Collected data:
□ □ □
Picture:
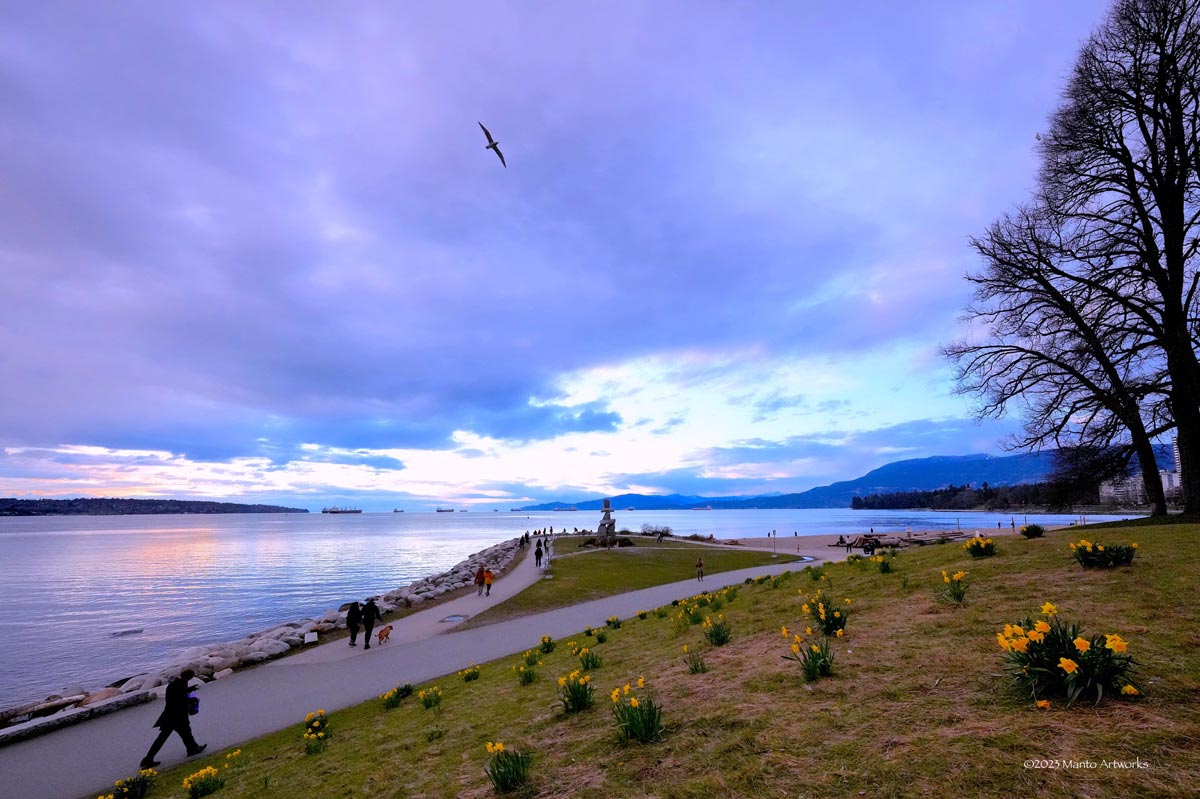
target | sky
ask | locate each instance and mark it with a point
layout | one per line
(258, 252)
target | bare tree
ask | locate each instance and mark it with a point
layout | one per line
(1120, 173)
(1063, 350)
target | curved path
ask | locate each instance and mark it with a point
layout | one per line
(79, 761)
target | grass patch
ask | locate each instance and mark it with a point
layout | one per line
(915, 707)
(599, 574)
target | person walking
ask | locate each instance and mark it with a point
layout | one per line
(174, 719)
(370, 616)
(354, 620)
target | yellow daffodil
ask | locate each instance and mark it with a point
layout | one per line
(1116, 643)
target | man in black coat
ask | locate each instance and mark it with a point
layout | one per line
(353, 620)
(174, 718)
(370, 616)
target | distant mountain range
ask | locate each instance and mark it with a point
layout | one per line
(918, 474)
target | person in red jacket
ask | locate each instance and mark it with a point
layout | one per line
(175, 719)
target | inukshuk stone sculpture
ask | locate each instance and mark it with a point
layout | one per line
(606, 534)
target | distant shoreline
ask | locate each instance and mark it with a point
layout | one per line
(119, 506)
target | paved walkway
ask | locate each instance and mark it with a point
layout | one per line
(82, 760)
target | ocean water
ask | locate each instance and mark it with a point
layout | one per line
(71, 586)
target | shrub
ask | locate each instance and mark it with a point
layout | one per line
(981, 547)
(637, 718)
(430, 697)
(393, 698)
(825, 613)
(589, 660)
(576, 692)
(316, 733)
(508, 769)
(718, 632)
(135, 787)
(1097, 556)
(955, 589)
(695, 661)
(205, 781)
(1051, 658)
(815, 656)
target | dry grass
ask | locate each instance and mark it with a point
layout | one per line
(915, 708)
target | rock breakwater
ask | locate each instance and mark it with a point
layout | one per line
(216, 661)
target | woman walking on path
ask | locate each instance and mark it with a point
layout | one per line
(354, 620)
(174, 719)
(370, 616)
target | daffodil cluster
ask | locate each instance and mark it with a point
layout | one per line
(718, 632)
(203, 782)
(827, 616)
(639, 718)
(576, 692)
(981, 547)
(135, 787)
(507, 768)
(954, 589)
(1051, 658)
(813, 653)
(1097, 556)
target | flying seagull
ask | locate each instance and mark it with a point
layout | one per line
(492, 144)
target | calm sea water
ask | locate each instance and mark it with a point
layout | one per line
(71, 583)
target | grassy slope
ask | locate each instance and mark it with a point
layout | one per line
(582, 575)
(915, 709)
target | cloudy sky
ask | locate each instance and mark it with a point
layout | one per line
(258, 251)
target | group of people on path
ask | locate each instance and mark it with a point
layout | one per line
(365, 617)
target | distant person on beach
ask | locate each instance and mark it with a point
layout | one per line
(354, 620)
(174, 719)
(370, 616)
□ □ □
### [What to produce]
Can you rewrite the entries from the line that has "target | grassy slope" through the last entry, keeping the requests as they are and adding 123 to both coordinates of every answer point?

### [Solution]
target | grassy slope
ask | locate each instance and mark it with a point
layout | one per line
(705, 698)
(1038, 832)
target | cloudy sky
ask | locate each instance and mark it with a point
layout | one per line
(381, 374)
target | group of people on path
ask | locate each instance and mark it with a point
layout | one per line
(488, 740)
target | distant person on beach
ask | locate each instance and mark it with a point
layout | one per line
(477, 743)
(297, 842)
(493, 739)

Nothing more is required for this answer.